Selected passage ::
Sermon: The Word Became Flesh

John 1:1-14

The scene has been set, although we cannot tell if it is day or night, winter, or spring but none of that matters. A couple has been walking for days and has finally reached their destination. They have come for the count, ordered by the state. When they arrive, they find there is no room. Perhaps they are staying with family, and more of them arrived than previously thought. Maybe they know no one, so they are knocking on doors looking for a place to stay. The time is coming close, and the woman is about to give birth.

They happen upon a humble cave, or so the story goes, when in actuality, we do not know, nor does it matter. What matters is they found a place and have settled in; it won’t be long now. The baby is born, it is her first, and they wrapped him in bands of cloth and placed him in the only space available, the place where the animals eat their food.

The origins of this little one are strange, to say the least, and they are about to get stranger as shepherds and others start to arrive to see this newborn baby. They come from far and near with the most amazing stories of how they heard about the arrival of this little one. They bring what they have, but most of them just bring themselves. They kneel and pray and thank God for this miracle, for as St. John has put it in his Gospel that we heard this morning, the Word has become flesh and now dwells among us.

This is the heart and essence of the Christmas story; God poured God’s own self into human form. The eternal Word of God – God’s proactive agent in all of creation, even life itself, in a paradoxical condescension took form as a baby of the humblest origins.

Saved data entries
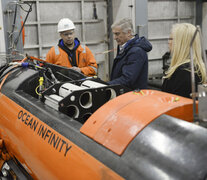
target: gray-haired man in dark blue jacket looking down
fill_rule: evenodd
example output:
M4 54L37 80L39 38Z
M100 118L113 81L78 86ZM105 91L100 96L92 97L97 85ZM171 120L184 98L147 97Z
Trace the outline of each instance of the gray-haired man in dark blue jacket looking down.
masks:
M117 55L113 62L109 84L121 84L132 90L146 89L148 56L152 45L145 37L133 35L131 19L122 19L111 26L116 40Z

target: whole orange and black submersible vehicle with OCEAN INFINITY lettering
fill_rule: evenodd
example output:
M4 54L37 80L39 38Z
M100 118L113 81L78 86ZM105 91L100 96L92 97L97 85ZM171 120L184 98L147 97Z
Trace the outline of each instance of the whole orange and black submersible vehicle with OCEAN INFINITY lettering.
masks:
M207 179L192 100L27 57L0 69L1 179Z

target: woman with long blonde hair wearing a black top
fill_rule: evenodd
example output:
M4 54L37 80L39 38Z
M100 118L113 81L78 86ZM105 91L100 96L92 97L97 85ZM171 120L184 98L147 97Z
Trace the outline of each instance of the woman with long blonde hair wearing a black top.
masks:
M168 41L171 64L164 76L162 91L190 98L191 70L190 43L196 27L189 23L175 24ZM197 34L193 43L193 58L196 89L199 83L206 82L206 70L202 60L200 37Z

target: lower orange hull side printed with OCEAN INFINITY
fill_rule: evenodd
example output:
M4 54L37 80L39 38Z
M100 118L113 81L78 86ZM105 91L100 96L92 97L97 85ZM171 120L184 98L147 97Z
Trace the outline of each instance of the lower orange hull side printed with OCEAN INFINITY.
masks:
M1 138L34 179L123 179L0 94Z

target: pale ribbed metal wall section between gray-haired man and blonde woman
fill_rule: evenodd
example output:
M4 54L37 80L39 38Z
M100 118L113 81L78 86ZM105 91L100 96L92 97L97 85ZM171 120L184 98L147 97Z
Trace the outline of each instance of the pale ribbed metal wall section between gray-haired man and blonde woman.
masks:
M168 51L168 37L173 24L195 23L195 2L180 0L148 1L149 76L162 74L162 56Z

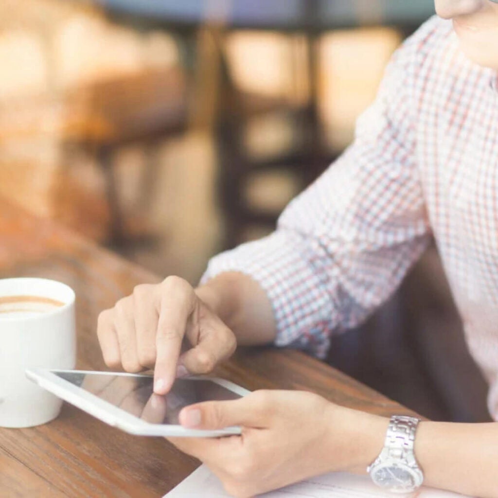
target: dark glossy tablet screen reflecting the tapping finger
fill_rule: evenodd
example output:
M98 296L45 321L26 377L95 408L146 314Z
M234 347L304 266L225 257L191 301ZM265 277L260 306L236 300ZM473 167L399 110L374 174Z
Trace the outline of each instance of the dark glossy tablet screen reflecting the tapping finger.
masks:
M102 373L53 372L127 413L155 424L177 425L180 410L200 401L237 399L241 396L211 380L178 378L171 391L153 393L153 377Z

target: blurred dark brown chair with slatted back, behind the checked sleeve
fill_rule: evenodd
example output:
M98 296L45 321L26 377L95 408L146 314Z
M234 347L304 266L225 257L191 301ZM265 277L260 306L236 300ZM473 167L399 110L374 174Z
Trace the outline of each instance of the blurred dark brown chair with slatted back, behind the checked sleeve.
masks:
M302 43L301 37L300 41L294 47L296 50L289 51L285 62L294 82L305 79L304 91L301 88L297 95L265 95L238 87L224 47L221 49L224 101L219 109L216 136L220 157L219 201L225 218L224 248L253 238L248 236L253 229L256 234L261 230L271 231L285 204L314 180L334 157L321 143L315 93L316 61L310 54L312 50L308 51L310 47L306 40ZM287 125L287 143L269 154L254 153L248 141L251 123L257 128L258 123L272 117ZM274 180L275 197L278 190L288 193L287 196L280 193L283 199L279 205L272 206L278 203L271 200L269 203L254 202L251 184L263 183L258 182L258 177Z

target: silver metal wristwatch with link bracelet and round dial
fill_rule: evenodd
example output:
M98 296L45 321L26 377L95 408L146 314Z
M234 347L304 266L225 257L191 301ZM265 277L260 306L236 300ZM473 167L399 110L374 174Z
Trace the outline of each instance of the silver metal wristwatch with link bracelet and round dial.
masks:
M384 448L367 472L380 488L392 493L411 493L422 486L424 475L413 453L418 418L391 417Z

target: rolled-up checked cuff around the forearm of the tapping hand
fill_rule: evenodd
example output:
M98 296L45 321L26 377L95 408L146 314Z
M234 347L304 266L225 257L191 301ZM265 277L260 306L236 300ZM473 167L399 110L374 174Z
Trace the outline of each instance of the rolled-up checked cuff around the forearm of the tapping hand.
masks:
M201 284L228 271L249 275L271 302L277 329L275 345L324 358L330 345L331 322L337 323L337 317L305 246L299 234L277 230L213 257Z

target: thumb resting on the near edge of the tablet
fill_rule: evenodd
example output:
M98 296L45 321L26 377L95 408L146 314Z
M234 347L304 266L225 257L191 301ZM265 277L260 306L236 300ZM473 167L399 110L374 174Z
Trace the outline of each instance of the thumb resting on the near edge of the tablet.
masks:
M232 426L265 428L269 410L256 391L230 401L205 401L187 406L180 412L180 424L188 429L216 430Z

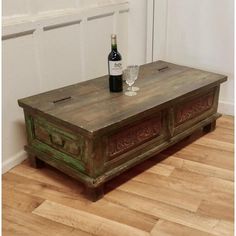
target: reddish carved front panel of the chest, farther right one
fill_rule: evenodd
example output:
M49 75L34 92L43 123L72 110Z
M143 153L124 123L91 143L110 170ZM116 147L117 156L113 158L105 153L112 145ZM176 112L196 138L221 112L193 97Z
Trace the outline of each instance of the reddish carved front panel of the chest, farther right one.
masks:
M213 103L214 91L182 104L175 111L175 127L209 110Z

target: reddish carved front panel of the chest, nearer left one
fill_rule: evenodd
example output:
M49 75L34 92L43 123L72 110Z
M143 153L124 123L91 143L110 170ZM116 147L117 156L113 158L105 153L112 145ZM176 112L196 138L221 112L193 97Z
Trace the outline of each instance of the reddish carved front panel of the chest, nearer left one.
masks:
M108 139L108 156L113 159L128 150L161 134L161 116L142 121L131 127L124 127Z

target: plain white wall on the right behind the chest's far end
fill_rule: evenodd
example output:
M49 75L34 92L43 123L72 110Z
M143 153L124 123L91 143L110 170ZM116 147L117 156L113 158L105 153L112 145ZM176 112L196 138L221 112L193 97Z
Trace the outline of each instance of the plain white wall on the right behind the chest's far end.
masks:
M227 75L219 111L234 112L234 1L155 0L154 60Z

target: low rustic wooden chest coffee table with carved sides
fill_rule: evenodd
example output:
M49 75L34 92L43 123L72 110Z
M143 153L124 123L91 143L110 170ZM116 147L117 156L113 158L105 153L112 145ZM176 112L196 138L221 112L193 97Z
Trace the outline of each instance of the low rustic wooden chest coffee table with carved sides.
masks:
M108 76L20 99L32 165L83 182L91 200L132 166L203 128L215 128L224 75L164 61L142 65L134 97L110 93Z

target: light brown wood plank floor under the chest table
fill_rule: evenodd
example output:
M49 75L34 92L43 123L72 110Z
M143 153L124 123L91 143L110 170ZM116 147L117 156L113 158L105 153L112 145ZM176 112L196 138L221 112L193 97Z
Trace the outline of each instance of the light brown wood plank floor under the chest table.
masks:
M96 203L59 171L25 161L3 176L3 235L233 235L234 128L167 149L106 185Z

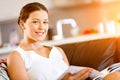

Work task 1 :: Translate this sentence from the sermon into Spanish: "This is the heart and essence of the Christmas story; God poured God’s own self into human form."
Work task 2 ::
Using the sermon, answer these:
(a) Which Bible passage appears beneath the sermon's title?
(b) What has the couple come for?
(c) Where is the baby placed after being wrapped in bands of cloth?

Expected output 1 :: Este es el corazón y la esencia de la historia de Navidad; Dios derramó su propio ser en forma humana.

Expected output 2 ::
(a) John 1:1-14
(b) The count ordered by the state
(c) In the place where the animals eat their food, the only space available